- Provided data
++++++++++++++++++++

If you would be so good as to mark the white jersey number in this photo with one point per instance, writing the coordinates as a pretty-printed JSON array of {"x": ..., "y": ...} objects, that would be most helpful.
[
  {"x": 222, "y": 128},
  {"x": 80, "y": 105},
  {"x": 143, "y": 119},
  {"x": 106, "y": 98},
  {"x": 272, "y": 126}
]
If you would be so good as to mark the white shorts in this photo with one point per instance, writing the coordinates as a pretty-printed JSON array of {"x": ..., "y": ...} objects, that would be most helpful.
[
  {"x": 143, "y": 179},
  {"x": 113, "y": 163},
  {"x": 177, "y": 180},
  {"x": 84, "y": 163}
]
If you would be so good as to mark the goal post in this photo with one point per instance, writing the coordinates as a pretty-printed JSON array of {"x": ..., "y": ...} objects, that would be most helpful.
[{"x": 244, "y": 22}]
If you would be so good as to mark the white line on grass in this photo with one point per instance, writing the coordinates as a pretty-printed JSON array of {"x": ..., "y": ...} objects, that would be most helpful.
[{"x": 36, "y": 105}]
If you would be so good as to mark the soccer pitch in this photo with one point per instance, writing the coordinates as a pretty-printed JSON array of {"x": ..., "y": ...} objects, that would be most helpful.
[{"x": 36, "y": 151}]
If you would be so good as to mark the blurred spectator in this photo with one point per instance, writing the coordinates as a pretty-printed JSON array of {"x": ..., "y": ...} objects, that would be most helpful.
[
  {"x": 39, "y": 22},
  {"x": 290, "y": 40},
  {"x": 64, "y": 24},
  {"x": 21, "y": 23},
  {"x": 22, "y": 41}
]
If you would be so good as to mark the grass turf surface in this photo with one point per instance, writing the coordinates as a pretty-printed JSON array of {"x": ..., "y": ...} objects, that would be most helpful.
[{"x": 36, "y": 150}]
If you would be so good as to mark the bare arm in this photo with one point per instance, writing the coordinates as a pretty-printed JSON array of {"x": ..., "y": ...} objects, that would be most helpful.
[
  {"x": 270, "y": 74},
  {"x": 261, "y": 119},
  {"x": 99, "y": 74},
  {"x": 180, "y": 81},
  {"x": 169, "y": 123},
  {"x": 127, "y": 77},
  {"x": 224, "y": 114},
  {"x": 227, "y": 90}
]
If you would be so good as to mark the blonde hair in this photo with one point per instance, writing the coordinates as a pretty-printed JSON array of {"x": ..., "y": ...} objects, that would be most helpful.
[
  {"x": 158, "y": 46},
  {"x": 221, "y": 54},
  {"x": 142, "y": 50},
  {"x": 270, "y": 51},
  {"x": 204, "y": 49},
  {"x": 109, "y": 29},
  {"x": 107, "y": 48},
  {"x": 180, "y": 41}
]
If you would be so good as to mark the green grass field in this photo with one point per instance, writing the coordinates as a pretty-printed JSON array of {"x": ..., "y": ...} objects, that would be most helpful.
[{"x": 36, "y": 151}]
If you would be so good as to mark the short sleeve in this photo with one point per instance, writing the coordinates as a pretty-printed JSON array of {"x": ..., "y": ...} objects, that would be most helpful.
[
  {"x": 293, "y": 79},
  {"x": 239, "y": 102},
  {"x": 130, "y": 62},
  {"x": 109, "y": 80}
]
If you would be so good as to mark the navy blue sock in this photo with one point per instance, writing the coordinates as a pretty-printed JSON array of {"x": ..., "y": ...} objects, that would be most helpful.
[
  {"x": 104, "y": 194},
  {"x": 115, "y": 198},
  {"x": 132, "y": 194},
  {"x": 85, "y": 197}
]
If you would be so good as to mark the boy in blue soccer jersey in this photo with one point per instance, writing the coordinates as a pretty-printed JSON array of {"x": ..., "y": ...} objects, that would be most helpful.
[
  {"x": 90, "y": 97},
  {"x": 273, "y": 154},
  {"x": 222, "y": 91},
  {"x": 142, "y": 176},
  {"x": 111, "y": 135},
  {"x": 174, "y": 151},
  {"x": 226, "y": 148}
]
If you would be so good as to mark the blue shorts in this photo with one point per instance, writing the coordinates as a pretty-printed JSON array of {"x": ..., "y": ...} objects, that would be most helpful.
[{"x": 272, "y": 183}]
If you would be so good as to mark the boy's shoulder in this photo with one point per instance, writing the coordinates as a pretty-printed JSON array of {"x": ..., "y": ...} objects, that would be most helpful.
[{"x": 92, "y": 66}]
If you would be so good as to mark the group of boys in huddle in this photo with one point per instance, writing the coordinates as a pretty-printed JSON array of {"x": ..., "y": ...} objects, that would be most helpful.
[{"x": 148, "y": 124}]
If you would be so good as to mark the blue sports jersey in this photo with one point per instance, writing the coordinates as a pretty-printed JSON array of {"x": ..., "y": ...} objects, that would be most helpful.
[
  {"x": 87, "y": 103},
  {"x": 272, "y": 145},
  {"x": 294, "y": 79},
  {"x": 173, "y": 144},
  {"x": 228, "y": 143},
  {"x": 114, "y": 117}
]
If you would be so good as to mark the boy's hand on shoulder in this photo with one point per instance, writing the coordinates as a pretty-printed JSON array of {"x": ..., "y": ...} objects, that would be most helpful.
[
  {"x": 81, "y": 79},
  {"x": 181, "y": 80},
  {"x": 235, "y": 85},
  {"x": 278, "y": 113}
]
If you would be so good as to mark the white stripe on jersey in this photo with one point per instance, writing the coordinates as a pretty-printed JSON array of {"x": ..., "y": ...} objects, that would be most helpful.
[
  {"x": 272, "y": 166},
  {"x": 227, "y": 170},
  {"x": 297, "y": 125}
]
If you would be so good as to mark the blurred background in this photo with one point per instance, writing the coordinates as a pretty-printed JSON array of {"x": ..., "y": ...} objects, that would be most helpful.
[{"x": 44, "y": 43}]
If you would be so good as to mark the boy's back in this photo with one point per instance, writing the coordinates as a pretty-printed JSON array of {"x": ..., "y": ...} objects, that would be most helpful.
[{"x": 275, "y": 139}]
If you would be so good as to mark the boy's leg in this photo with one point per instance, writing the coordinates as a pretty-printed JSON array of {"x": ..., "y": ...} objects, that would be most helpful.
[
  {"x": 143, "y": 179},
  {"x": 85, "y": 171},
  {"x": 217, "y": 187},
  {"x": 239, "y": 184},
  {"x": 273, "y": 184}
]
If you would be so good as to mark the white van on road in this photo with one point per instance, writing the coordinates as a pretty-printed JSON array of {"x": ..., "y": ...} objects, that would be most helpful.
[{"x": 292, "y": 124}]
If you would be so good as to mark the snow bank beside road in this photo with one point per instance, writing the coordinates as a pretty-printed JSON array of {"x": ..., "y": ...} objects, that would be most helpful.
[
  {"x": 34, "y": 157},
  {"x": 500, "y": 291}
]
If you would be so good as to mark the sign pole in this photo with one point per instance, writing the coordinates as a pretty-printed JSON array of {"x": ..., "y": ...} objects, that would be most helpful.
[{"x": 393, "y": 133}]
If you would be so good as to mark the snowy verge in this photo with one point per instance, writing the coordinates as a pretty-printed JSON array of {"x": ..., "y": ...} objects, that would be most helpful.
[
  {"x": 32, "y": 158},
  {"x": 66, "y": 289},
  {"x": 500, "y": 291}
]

++++++++++++++++++++

- What you will do
Return, unchanged, every line of the records from the one that contains "If you would be so good as to mark the snowy" through the final line of the records.

- Exercise result
If you would be so good as to mark the snowy verge in this photo with one point per instance, writing the coordinates as a pretty-printed JSON array of {"x": ..., "y": ...} objects, that would be most helpful.
[
  {"x": 32, "y": 158},
  {"x": 66, "y": 289},
  {"x": 500, "y": 291}
]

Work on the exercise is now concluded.